**WHAT TO DO**. Copy out the material below, changing each "sample" to "example" and leaving everything else unchanged.

--

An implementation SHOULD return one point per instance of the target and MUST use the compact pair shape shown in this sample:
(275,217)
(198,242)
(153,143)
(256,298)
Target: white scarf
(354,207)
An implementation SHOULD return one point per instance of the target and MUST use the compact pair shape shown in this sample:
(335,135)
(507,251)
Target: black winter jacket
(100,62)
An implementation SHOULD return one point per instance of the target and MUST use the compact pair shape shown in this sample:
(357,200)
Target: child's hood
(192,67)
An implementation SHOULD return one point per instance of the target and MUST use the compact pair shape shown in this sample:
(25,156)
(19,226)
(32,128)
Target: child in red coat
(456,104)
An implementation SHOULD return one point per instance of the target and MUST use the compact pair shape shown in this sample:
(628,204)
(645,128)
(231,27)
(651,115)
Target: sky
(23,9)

--

**EXERCISE RESPONSE**.
An implementation SHOULD return one point per instance of the target and MUST use the compact pair shape shown in this example:
(275,217)
(198,242)
(153,143)
(256,298)
Target: white scarf
(354,207)
An implementation SHOULD return one point per instance of the target and MUST use the compact pair shape shown in this example:
(335,135)
(507,251)
Target: black winter jacket
(100,62)
An implementation SHOULD return one point per instance of the target and MUST use the compact pair shape shown in this example:
(357,200)
Target: child's hood
(192,67)
An implementation SHOULD return one point per instance of the target and MUST use the compact pair shape shown in this example:
(25,156)
(19,226)
(32,128)
Target: child in red coat
(456,104)
An implementation SHOULD return one point per instance of the target and MUST use the compact pair shape shown in this example:
(628,204)
(645,128)
(231,27)
(651,115)
Target: sky
(23,9)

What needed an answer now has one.